## What you should do
Reproduce the lines verbatim, beginning with the first one and ending with the line that contains "positive clicks: (402, 125)", including both. Leave the pictures out of your answer.

## Dataset entries

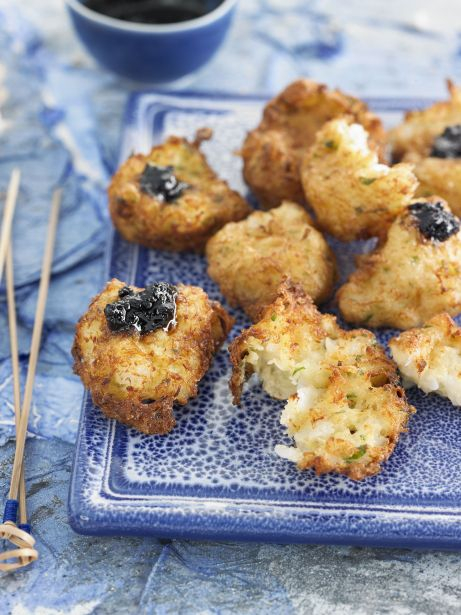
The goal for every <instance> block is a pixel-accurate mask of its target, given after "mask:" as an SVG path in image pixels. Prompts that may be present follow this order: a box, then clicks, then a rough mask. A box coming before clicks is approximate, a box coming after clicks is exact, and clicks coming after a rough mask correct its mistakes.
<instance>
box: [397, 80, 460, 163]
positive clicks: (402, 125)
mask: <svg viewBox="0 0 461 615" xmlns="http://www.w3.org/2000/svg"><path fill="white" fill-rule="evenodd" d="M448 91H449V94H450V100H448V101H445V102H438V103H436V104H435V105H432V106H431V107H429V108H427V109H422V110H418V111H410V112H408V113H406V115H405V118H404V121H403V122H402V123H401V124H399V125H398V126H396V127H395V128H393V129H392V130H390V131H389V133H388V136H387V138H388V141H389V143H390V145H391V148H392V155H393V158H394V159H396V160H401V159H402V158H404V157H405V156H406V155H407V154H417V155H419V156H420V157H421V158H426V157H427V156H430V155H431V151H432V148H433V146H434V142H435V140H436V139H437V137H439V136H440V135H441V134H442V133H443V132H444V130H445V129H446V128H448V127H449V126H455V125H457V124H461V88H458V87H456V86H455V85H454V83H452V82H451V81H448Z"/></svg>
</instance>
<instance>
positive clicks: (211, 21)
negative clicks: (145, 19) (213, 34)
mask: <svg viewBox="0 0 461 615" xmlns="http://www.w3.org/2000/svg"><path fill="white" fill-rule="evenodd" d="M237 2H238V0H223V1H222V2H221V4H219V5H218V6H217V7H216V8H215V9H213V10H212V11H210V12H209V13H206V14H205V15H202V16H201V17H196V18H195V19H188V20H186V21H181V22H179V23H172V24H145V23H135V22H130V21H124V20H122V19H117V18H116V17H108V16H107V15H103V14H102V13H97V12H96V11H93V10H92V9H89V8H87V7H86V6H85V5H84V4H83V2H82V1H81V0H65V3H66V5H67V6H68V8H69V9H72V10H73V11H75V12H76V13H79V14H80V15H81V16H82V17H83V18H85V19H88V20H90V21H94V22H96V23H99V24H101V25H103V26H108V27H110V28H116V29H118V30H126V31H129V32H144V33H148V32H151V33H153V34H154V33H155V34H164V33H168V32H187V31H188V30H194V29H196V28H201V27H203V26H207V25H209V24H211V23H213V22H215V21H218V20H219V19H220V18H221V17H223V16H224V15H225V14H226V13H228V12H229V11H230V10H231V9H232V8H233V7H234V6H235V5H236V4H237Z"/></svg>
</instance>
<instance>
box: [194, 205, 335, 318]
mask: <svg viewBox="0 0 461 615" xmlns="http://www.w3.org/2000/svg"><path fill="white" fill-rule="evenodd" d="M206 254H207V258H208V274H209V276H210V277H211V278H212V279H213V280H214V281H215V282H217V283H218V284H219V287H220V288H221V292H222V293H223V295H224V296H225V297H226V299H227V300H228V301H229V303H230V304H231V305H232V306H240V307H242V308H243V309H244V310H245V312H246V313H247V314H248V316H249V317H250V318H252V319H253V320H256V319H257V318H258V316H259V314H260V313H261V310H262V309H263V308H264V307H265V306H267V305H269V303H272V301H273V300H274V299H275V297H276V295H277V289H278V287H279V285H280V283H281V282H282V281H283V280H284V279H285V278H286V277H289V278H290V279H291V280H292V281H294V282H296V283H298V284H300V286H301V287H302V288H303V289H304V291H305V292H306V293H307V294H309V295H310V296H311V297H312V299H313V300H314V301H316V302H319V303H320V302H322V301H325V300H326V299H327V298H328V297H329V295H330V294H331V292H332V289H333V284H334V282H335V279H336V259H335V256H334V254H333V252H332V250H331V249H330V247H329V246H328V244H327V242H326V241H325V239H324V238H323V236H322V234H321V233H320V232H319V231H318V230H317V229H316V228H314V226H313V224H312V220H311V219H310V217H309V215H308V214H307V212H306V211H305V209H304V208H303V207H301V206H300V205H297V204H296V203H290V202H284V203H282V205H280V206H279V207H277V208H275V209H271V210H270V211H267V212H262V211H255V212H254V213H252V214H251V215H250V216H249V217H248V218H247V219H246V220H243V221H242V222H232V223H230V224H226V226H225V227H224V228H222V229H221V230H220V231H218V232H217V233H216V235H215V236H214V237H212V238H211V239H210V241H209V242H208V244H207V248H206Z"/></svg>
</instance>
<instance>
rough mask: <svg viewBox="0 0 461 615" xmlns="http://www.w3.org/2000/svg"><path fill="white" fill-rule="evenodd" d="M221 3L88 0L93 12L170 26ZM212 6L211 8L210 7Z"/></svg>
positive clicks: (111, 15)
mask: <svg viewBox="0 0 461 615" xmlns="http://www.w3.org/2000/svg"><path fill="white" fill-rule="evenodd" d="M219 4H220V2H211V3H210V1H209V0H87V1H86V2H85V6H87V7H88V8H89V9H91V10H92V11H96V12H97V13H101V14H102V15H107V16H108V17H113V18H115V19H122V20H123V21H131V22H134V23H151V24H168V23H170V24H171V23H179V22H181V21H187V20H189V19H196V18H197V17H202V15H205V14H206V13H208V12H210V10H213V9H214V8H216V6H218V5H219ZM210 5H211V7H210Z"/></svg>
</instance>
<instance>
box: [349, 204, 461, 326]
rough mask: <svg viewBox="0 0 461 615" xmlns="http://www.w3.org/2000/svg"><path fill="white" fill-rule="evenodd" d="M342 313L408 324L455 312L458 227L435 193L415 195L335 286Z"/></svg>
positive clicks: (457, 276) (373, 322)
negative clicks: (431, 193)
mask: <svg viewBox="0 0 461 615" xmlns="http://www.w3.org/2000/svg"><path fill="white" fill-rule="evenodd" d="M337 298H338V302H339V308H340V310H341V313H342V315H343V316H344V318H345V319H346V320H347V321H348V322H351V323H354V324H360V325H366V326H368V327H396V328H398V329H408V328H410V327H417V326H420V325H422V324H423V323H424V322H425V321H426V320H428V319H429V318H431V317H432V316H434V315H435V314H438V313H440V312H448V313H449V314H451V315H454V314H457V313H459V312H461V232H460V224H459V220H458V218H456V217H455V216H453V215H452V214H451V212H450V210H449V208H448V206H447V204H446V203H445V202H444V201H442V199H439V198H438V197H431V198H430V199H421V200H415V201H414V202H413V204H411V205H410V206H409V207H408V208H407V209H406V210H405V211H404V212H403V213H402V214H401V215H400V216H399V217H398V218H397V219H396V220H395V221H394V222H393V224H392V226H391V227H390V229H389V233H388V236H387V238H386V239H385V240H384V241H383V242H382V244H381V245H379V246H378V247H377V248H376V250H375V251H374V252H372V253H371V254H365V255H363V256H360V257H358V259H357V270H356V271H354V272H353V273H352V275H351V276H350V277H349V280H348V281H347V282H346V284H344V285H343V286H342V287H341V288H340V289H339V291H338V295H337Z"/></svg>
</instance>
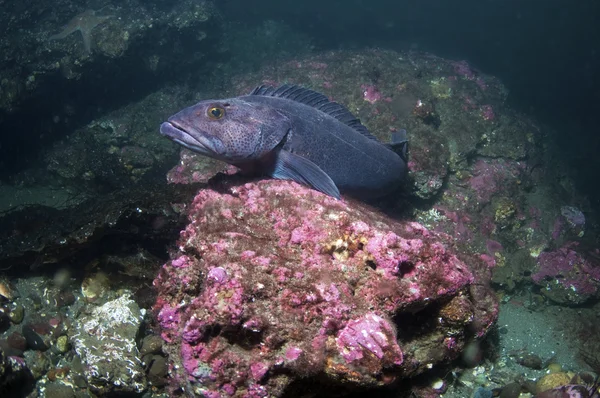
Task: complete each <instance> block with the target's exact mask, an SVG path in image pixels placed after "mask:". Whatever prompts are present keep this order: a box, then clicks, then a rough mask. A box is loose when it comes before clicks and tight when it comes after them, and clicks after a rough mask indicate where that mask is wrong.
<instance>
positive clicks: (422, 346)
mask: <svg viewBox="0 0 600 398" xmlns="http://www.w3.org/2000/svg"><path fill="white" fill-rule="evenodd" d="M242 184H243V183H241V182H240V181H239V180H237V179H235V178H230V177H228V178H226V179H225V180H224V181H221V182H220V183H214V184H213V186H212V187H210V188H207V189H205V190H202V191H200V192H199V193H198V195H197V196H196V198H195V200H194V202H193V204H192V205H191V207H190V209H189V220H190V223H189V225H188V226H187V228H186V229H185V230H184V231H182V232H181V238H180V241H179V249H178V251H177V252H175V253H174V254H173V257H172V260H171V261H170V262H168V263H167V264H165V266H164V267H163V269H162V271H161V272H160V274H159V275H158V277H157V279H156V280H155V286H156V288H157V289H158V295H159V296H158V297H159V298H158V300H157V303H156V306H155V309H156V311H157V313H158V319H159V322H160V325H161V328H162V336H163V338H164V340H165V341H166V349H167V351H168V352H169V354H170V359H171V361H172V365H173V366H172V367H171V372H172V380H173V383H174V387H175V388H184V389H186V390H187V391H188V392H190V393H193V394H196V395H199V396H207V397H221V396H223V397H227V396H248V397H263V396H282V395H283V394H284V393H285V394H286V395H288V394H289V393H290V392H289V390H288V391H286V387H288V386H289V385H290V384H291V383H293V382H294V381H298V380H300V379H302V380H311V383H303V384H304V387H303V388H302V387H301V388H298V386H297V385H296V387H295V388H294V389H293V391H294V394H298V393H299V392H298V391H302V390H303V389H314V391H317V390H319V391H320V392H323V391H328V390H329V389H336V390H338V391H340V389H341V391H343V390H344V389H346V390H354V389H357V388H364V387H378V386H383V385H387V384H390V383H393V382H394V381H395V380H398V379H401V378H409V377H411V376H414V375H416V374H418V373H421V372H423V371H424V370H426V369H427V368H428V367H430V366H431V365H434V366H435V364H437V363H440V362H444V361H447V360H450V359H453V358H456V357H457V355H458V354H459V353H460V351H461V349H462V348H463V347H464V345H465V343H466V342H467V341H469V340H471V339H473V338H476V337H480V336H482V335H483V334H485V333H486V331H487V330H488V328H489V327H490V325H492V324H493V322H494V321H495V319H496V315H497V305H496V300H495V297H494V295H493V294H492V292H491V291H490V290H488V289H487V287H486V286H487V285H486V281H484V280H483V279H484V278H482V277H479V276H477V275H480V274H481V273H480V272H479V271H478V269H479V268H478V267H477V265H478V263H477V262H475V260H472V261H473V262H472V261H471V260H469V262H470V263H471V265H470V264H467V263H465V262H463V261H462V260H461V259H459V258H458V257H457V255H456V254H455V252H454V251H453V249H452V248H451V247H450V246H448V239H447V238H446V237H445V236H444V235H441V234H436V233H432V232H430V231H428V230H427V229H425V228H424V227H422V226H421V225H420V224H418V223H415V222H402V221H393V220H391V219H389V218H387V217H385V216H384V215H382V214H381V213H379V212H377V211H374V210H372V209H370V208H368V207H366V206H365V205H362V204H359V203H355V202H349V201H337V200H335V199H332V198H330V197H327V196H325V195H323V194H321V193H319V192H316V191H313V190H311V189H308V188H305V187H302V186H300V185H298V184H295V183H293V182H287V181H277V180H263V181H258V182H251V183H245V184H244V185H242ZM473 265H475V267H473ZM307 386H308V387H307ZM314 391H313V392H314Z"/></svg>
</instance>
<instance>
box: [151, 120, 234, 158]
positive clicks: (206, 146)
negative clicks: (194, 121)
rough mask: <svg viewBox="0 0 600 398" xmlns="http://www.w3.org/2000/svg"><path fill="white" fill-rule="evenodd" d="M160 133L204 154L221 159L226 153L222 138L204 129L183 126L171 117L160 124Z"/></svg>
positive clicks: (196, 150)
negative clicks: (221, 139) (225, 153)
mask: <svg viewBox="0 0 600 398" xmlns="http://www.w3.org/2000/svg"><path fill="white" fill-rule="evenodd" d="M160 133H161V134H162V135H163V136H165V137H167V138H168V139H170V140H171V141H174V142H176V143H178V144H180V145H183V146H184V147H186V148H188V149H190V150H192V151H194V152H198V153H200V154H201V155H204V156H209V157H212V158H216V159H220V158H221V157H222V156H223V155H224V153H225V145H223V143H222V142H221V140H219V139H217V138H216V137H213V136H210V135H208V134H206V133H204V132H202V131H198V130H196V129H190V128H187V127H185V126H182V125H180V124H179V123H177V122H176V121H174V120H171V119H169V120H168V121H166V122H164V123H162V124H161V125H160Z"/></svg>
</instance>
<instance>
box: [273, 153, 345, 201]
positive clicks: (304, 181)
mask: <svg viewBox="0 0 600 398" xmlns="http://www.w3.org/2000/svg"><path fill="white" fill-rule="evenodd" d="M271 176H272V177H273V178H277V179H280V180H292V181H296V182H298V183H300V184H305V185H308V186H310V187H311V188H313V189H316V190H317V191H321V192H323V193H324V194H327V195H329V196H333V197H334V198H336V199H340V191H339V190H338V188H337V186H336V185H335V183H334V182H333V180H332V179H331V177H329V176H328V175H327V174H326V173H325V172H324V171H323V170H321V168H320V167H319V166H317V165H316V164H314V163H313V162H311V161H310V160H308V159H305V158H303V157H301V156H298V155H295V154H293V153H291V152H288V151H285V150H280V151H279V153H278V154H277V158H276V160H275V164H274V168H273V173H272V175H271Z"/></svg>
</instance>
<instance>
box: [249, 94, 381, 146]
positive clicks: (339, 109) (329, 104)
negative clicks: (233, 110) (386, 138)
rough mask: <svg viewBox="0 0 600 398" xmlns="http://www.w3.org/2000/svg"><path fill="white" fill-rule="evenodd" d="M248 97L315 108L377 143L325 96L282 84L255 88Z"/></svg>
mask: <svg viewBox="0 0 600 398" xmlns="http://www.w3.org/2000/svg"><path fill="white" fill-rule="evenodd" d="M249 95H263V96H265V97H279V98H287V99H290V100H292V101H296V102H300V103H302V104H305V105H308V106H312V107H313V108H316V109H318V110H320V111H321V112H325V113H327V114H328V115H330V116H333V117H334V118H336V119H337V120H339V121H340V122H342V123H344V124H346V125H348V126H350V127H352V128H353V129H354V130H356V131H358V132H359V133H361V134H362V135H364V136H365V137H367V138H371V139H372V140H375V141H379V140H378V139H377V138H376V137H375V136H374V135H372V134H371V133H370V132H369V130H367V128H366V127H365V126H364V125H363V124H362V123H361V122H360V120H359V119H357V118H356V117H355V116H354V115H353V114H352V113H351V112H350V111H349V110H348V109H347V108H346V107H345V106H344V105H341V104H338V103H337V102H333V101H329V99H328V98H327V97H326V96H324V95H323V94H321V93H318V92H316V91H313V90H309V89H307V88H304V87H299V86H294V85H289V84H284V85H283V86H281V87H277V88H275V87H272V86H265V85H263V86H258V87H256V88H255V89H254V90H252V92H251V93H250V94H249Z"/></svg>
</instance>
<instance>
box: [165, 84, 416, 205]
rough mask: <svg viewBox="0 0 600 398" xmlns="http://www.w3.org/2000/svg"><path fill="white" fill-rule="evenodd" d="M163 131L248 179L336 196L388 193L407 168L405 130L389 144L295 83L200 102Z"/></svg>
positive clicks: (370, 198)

## Worked solution
The goal for every <instance> block is a pixel-accurate mask of its target, given after "mask:" as an SVG path in image pixels. Prompts that may be present follow this order: a box, then clicks, then a rough mask. A box coming before clicks is approximate, a box coming after clicks is exact, and clicks coming after a rough mask correct its mistakes.
<instance>
box: [397, 80, 460, 163]
positive clicks: (402, 125)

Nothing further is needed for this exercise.